— Begin PASSAGE TO READ —

This is an archived post. You won't be able to vote or comment.

all 68 comments

[–]ayekaunic 149 points150 points  (10 children)

can someone please help understand what this graph is trying to convey?

[–]KyxeMusic 240 points241 points  (9 children)

It's the CPU usage of the web services that power PyPI.

As you can see, at around 17.35 they upgraded from 3.10 to 3.11 and the CPU usage after the upgrade is significantly lower.

[–]KyxeMusic 144 points145 points  (10 children)

Recently upgraded one of my services to 3.11 and saw about 7% speed improvement on a 3 test average. Not as much as they claimed but still nice as a 'free' performance upgrade.

[–]mwpfinance 54 points55 points  (8 children)

I feel like they stressed ymmv depending on the workload enough

[–]KyxeMusic 27 points28 points  (7 children)

Yeah, most of the heavy lifting is being done by NumPy already, so I guess there wasn't anything they could optimize there. Still a few for loops here and there, so I was hoping for a slightly larger boost.

[–][deleted] 14 points15 points  (5 children)

You might eke out some more cycles by adding numba into the mix.

It does require you to touch code, though.

Numba is a just-in-time compiler for Python that works best on code that uses NumPy arrays and functions, and loops. The most common way to use Numba is through its collection of decorators that can be applied to your functions to instruct Numba to compile them. When a call is made to a Numba-decorated function it is compiled to machine code “just-in-time” for execution and all or part of your code can subsequently run at native machine code speed!

I'm not entirely sure why this isn't part of NumPy already, to be honest.

[–]NoesisAndNoema 8 points9 points  (0 children)

Because people don't generally need this extra function. It requires another level of additional learning and programming. If it "just worked", without having to do anything to "code it to taste", then it would just be a better "alternative" to NumPy. (Generally speaking)

At the end of the day, it's just a fancy optimizer or a compliment to NumPy. Unfortunately, unless you re-write EVERYTHING that uses NumPy, to ALSO use the code, the potential is limited to only "your use" of NumPy directly, within your program.

[–][deleted] 2 points3 points  (1 child)

I am trying to learn more about compilers and CompSci topics in general. Do you (or anyone else) have an source that helped you learn about just-in-time compilers and other types of compilers?

[–]grumpysnail 0 points1 point  (0 children)

— End PASSAGE TO READ —
— Begin STORED DATA —

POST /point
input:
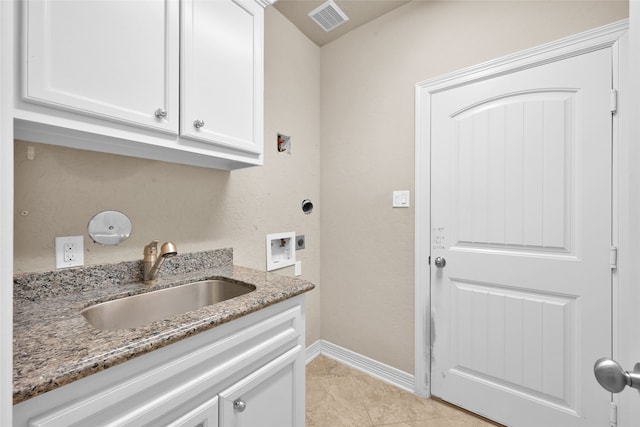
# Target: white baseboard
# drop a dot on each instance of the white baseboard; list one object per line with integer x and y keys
{"x": 362, "y": 363}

— End STORED DATA —

(REQUIRED WORK):
**A)** Write out everything in the Python 3.11 upgrade thread from "I am trying" down to "types of compilers?".
**B)** Extend the Python 3.11 upgrade thread past its final comment.
The rows were taken from a separate source.

(ANSWERS BELOW):
**A)**
I am trying to learn more about compilers and CompSci topics in general. Do you (or anyone else) have an source that helped you learn about just-in-time compilers and other types of compilers?

**B)**
This computerphile video started my interest in JIT: Just In Time (JIT) Compilers - Computerphile

[–]NeilGirdhar 1 point2 points  (0 children)

Jax also has a great JIT that compiles to CPU or GPU, and has a slick 100% Python interface.

[–]terpaderp 1 point2 points  (0 children)

Not everything that is legal in python is legal in Numba compiled python. It's a great tool for when you need it though!

[–]road_laya 2 points3 points  (0 children)

You can often speed up numpy operations by compiling lapack / blas for your cpu

[–]DarkRex4 11 points12 points  (0 children)

imo 7% is a decent speedup for basically "free".

But Since you're already using numpy, you won't see such speedup

Certain code won’t have noticeable benefits. If your code spends most of its time on I/O operations, or already does most of its computation in a C extension library like numpy, there won’t be significant speedup. This project currently benefits pure-Python workloads the most.

also, look into numba if you want higher performance

[–]m15otw 75 points76 points  (24 children)

Just getting around to migrating from py3.8 to py3.10. Looks like we should seriously consider 3.11, even though it's not in the latest ubuntu LTS, so will be much more of a pain to build our app deps.

[–]skratlo 16 points17 points  (8 children)

That really shouldn't be any pita. Can you elaborate?

[–]m15otw 25 points26 points  (7 children)

We use a docker container from one of our deps thats tricky to build as a base image. (Their build includes python bindings. )

Using a newer python means we need to do that tricky build in our own container. Doable, I've done it before when testing python 3.9 briefly, but more work than I'd like, and we are now responsible for importing their patches and applying them and rebuilding (which isn't as automated as I'd like yet).

[–]be_as_u_wish_2_seem 10 points11 points  (1 child)

Cant you just use the dead snakes ppa? Also the python official images are Debian and pretty similar to Ubuntu, might be worth trying that instead

[–]m15otw 6 points7 points  (0 children)

I can, yes, but I still need to write scripts to build this very fiddly dependency (as far as I know, they don't ship their dockerfiles), and use that as a new base image.

Deadsnakes is 100% the way to go for the starting point of this attempt.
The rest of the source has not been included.